- **What to work on**
The records below need to be restated word for word.

[Stored records]
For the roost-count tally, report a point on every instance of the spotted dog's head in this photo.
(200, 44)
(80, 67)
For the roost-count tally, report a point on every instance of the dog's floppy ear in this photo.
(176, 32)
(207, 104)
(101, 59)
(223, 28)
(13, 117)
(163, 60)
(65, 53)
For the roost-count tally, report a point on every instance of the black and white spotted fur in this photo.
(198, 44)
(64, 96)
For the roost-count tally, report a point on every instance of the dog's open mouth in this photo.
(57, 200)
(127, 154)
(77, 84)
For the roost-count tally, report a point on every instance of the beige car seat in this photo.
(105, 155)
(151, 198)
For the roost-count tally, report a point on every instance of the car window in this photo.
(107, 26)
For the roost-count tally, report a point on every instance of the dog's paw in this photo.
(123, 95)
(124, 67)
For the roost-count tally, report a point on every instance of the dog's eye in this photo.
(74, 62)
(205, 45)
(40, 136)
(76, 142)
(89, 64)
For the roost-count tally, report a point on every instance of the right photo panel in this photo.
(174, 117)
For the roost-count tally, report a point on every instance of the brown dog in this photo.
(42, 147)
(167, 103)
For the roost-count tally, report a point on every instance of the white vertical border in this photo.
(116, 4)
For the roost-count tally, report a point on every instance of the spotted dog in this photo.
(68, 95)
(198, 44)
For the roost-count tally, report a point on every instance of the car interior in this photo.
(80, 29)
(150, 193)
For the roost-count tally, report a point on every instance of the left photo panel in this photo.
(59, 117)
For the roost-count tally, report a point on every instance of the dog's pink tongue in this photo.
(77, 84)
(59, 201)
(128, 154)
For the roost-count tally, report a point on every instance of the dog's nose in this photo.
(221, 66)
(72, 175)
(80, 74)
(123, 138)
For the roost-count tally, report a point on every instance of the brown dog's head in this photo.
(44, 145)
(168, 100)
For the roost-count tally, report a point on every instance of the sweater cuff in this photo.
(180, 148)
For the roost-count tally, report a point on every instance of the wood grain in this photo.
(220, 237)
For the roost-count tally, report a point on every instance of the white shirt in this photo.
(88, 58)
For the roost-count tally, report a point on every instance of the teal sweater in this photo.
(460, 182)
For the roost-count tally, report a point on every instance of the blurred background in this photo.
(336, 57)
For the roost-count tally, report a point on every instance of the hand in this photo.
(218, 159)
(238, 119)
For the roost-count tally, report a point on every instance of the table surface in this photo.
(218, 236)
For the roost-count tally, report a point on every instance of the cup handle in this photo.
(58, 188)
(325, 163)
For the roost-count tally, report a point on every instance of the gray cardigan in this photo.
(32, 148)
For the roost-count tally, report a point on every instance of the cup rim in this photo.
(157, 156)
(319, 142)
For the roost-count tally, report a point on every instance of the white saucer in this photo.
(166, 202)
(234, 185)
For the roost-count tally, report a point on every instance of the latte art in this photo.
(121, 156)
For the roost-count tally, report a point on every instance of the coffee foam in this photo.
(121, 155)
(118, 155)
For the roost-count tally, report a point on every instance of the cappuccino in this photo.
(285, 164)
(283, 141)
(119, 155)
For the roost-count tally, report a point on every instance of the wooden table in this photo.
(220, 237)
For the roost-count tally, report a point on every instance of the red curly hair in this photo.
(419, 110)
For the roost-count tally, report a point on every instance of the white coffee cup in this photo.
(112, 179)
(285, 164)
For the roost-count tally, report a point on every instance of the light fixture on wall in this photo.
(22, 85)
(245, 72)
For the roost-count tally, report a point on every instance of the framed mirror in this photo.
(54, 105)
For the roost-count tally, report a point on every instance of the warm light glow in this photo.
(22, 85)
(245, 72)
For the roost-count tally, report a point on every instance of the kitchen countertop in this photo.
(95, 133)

- **Result of the task**
For the roost-count tally, report a point on every instance of the spotted dog's head in this photo.
(200, 44)
(80, 67)
For the roost-count tally, report a point on every instance of the dog's floppy ear in this photo.
(176, 32)
(207, 104)
(101, 59)
(223, 28)
(13, 117)
(163, 60)
(65, 53)
For the roost-count tally, report a point on every instance of the black and white spotted fur in this photo.
(198, 44)
(64, 96)
For the roost-count tally, report a point on every instance of the dog's open mouth in this photo.
(57, 200)
(127, 154)
(77, 84)
For the roost-count tally, report a point on every instance of the beige car seat in this photo.
(105, 155)
(151, 198)
For the roost-count tally, report a point on every instance of the car window in this photo.
(107, 26)
For the roost-count tally, report a point on every instance of the dog's paw in this photo.
(123, 95)
(124, 67)
For the roost-count tally, report a point on every instance of the dog's eye in this photo.
(74, 62)
(205, 45)
(40, 136)
(76, 142)
(89, 64)
For the roost-count tally, report a point on every instance of the right photo panel in this photo.
(174, 117)
For the roost-count tally, report a point on every instance of the brown dog in this photo.
(42, 147)
(167, 103)
For the roost-count tally, report a point on every instance of the white vertical border in this photo.
(116, 4)
For the roost-count tally, report a point on every instance of the spotted dog in this photo.
(68, 95)
(198, 44)
For the roost-count tally, report a point on every instance of the car interior in this photo.
(80, 29)
(150, 193)
For the roost-count tally, report a point on every instance of the left photo panel in this photo.
(59, 117)
For the roost-count tally, report a point on every instance of the dog's pink tongue in this photo.
(77, 84)
(59, 201)
(128, 154)
For the roost-count tally, report a point on every instance of the dog's nose in this photo.
(221, 66)
(72, 175)
(80, 74)
(123, 138)
For the roost-count tally, report a point on every instance of the brown dog's head in this photo.
(44, 145)
(168, 100)
For the roost-count tally, report a point on every instance of the sweater cuff in this photo.
(180, 148)
For the roost-count tally, report a point on every instance of the wood grain in this photo.
(220, 237)
For the roost-count tally, report a point on every instance of the white shirt in this photo.
(88, 58)
For the roost-count tally, report a point on every instance of the teal sweater in this photo.
(460, 182)
For the roost-count tally, report a point on every instance of the blurred background in this photo.
(336, 57)
For the roost-count tally, report a point on every instance of the hand in this photo.
(218, 159)
(238, 119)
For the roost-count tally, report a point on every instance of the table surface in this photo.
(218, 236)
For the roost-count tally, report a point on every instance of the cup handle in this photo.
(58, 188)
(325, 163)
For the roost-count tally, report a point on every instance of the gray cardigan in this photo.
(32, 148)
For the roost-count tally, report a point on every instance of the cup rim in this photo.
(157, 156)
(319, 142)
For the roost-count tally, report a point on every instance of the white saucer in this photo.
(166, 202)
(234, 185)
For the roost-count tally, report a point on every instance of the latte art in this photo.
(121, 156)
For the roost-count tally, report a point on every instance of the coffee foam in this photo.
(121, 155)
(118, 155)
For the roost-count tally, report a point on every instance of the cappuccino in this photo.
(285, 164)
(283, 141)
(119, 155)
For the roost-count tally, report a point on every instance of the wooden table in this photo.
(220, 237)
For the roost-count tally, report a point on every instance of the red curly hair in this photo.
(419, 110)
For the roost-count tally, report a point on every instance of the white coffee cup in this photo.
(112, 179)
(285, 164)
For the roost-count tally, report a point on every instance of the light fixture on wall in this photo.
(22, 85)
(245, 72)
For the roost-count tally, report a point on every instance of the framed mirror in this photo.
(54, 105)
For the roost-count tally, report a point on every instance of the warm light glow in this photo.
(22, 85)
(245, 72)
For the roost-count tally, report a point on every instance of the kitchen countertop in this photo.
(95, 133)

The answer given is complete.